### ÜBUNGSAUFGABEN
1. Schreiben Sie aus dem Artikel über die Simpsons den Abschnitt von „Für Drehbuchschreiber ist“ bis „Ausdruckskraft ihrer Stimme.“ wortgetreu ab.
2. Skalieren Sie in den Datensätzen den Abschnitt von der Zeile mit „Question: In the above interface, where is the lion“ bis einschließlich der Zeile mit „0 0 630 201“, und geben Sie nur diese Zeilen vollständig wieder. Multiplizieren Sie dabei jede Koordinate in den Antworten mit 1,5 und runden Sie auf ganze Zahlen, wobei halbe Werte aufgerundet werden.

### ARTIKEL
□ □ □ □ □

© JUNGE FREIHEIT Verlag GmbH & Co. www.jungefreiheit.de 36/06 01. September 2006

Amerikanische Erfolgsserie: Auf Pro 7 läuft die neue -Staffel an
Untiefen der US-Gesellschaft
Marcus Schmidt

Für Drehbuchschreiber ist es eine Herausforderung wenn plötzlich der Hauptdarsteller einer beliebten Fernsehserie stirbt. Mit etwas Geschick läßt sich um die entstandene Lücke eine knackige Geschichte konstruieren und sich so der unerwartete Verlust in steigende Einschaltquoten ummünzen. Schwerer wiegt der Ausfall, den die deutsche Fangemeinde der US-Zeichentrickserie "The Simpsons" vor wenigen Wochen verkraften mußte: Die Schauspielerin Elisabeth Volkmann, die Marge Simpson, einer der Hauptfiguren der Serie, ihre unverwechselbare Stimme lieh, wurde am 27. Juli tot in ihrer Wohnung aufgefunden. Künftig werden sich die Anhänger der amerikanischen Kultserie hierzulande mit einer neuen Stimme für die Mutter der Familie Simpson anfreunden müssen. Kein leichtes Unterfangen, leben doch gerade Zeichentrickfiguren von der Ausdruckskraft ihrer Stimme.

□ □ □ □ □

### ANGEZEIGTE DATEN

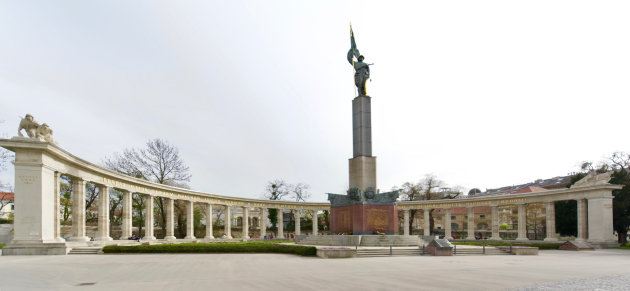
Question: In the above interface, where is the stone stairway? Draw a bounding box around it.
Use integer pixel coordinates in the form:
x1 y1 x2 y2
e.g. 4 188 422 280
453 245 510 256
296 235 426 247
68 247 103 255
357 248 422 258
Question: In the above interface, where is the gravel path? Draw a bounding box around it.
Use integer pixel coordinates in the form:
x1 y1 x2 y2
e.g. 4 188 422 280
511 274 630 291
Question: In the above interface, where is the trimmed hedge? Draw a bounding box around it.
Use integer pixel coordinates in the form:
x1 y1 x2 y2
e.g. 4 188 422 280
103 242 317 257
451 242 563 250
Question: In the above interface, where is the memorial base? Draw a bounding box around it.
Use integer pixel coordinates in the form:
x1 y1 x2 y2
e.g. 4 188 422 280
330 204 398 235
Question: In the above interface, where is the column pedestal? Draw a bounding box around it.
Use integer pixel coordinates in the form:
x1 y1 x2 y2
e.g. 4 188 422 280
164 198 177 241
466 207 475 240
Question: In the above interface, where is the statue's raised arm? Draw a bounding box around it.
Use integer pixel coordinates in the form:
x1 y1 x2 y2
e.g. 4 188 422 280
348 26 370 96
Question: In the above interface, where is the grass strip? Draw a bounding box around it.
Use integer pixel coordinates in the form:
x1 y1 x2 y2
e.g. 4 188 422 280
103 242 317 257
451 242 563 250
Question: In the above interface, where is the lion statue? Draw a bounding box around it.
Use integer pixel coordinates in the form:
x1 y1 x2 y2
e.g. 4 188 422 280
18 114 39 137
36 123 54 142
18 114 54 143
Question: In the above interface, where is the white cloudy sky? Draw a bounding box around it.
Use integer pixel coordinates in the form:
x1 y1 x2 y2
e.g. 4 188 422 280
0 0 630 201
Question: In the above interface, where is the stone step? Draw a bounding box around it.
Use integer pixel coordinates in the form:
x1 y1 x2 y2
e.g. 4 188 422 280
68 247 102 255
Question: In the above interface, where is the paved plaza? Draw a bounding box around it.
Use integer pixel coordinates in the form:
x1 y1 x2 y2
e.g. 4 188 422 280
0 249 630 291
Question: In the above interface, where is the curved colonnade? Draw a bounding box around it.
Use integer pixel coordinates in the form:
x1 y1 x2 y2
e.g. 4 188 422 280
0 137 330 253
0 137 621 254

□ □ □ □ □

### LÖSUNGEN JE AUFGABE
1.
Für Drehbuchschreiber ist es eine Herausforderung wenn plötzlich der Hauptdarsteller einer beliebten Fernsehserie stirbt. Mit etwas Geschick läßt sich um die entstandene Lücke eine knackige Geschichte konstruieren und sich so der unerwartete Verlust in steigende Einschaltquoten ummünzen. Schwerer wiegt der Ausfall, den die deutsche Fangemeinde der US-Zeichentrickserie "The Simpsons" vor wenigen Wochen verkraften mußte: Die Schauspielerin Elisabeth Volkmann, die Marge Simpson, einer der Hauptfiguren der Serie, ihre unverwechselbare Stimme lieh, wurde am 27. Juli tot in ihrer Wohnung aufgefunden. Künftig werden sich die Anhänger der amerikanischen Kultserie hierzulande mit einer neuen Stimme für die Mutter der Familie Simpson anfreunden müssen. Kein leichtes Unterfangen, leben doch gerade Zeichentrickfiguren von der Ausdruckskraft ihrer Stimme.

2.
Question: In the above interface, where is the lion statue? Draw a bounding box around it.
Use integer pixel coordinates in the form:
x1 y1 x2 y2
e.g. 4 188 422 280
27 171 59 206
54 185 81 213
27 171 81 215
Question: In the above interface, where is the white cloudy sky? Draw a bounding box around it.
Use integer pixel coordinates in the form:
x1 y1 x2 y2
e.g. 4 188 422 280
0 0 945 302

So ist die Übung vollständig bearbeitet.